Extract every line of the records below that contains the word "mountain", matching case.

(Source records)
■ ■ ■ ■ ■
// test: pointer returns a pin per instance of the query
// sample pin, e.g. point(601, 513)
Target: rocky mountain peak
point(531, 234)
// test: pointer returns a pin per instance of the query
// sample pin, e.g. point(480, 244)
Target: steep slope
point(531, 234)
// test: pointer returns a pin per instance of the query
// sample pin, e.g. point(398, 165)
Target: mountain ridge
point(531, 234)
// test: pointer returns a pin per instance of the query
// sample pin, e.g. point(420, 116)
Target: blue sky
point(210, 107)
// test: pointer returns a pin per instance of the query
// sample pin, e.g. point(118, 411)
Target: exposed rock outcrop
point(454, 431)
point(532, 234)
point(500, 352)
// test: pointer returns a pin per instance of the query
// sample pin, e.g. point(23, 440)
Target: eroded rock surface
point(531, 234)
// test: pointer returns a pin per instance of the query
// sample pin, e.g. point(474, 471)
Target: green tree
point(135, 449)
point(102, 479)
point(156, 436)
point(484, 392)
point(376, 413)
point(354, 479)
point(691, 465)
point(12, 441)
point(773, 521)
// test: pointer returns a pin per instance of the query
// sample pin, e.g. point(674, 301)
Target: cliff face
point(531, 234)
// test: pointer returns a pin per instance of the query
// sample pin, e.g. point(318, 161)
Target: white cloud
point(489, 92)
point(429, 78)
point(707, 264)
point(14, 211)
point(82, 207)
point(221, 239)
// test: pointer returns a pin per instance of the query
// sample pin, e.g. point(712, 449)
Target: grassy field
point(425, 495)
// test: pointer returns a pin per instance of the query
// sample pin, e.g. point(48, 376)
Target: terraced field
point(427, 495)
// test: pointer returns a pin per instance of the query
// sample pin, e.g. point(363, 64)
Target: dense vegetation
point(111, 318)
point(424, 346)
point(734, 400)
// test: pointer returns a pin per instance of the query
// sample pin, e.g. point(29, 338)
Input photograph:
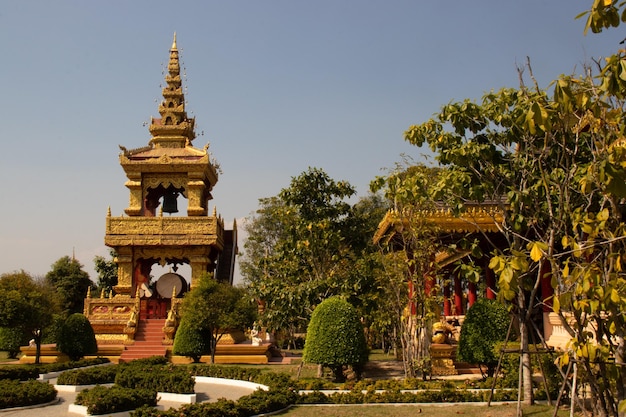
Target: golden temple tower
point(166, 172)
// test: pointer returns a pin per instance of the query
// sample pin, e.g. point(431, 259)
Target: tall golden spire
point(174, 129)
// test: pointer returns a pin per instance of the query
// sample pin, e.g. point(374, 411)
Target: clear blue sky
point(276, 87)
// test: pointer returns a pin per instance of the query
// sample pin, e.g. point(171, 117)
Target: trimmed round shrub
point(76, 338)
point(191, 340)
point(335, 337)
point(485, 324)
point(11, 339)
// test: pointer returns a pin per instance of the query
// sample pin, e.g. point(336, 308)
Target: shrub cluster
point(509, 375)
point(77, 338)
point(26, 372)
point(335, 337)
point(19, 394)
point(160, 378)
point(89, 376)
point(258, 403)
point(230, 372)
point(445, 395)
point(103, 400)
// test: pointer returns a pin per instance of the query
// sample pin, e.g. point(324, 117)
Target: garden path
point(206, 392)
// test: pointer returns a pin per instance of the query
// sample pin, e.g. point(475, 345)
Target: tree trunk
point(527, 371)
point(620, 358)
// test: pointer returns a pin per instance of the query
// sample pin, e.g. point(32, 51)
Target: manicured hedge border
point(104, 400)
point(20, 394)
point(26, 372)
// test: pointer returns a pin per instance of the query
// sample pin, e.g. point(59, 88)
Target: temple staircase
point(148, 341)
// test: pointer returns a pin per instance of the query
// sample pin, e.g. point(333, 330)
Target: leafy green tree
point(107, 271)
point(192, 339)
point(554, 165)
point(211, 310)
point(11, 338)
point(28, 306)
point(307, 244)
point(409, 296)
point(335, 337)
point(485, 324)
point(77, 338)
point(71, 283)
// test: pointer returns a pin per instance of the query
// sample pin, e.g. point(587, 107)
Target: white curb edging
■ ■ ■ ■ ■
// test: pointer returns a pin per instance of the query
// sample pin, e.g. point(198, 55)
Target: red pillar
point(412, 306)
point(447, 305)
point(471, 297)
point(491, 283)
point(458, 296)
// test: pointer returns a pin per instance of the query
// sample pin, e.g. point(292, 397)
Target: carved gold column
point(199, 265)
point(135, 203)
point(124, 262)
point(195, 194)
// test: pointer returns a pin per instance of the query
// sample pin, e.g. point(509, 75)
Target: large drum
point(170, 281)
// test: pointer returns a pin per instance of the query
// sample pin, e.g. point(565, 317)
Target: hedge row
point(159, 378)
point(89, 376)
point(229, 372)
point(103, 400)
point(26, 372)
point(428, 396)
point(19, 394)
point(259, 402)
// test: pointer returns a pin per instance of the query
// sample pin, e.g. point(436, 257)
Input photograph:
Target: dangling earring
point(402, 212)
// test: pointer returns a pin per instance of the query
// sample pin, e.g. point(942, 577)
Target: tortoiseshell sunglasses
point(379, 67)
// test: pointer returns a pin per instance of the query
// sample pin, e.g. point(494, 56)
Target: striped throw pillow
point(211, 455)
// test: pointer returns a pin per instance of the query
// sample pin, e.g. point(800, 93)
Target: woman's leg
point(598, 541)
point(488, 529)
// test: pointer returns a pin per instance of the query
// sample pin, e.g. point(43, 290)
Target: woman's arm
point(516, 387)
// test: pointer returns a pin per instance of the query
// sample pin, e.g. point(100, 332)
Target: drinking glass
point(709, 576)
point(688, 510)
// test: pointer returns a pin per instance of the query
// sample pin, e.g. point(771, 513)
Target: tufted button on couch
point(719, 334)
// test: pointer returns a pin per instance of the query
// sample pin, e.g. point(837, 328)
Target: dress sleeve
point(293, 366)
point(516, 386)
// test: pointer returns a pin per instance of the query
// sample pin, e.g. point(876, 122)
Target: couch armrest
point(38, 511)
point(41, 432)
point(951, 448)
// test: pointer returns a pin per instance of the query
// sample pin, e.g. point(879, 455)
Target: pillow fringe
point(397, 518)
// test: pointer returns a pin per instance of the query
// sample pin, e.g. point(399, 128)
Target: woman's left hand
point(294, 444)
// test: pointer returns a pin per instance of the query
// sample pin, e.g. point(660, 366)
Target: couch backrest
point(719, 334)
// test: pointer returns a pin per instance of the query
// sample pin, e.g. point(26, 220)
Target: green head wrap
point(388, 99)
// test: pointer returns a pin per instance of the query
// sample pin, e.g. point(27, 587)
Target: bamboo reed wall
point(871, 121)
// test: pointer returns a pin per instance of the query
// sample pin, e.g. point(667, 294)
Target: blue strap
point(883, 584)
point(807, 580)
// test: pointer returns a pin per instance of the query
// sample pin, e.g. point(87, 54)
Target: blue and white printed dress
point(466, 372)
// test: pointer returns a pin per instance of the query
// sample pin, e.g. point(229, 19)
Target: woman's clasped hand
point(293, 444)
■ ■ ■ ■ ■
#### [TASK RESPONSE]
Target: rocky mountain peak
Target: mountain ridge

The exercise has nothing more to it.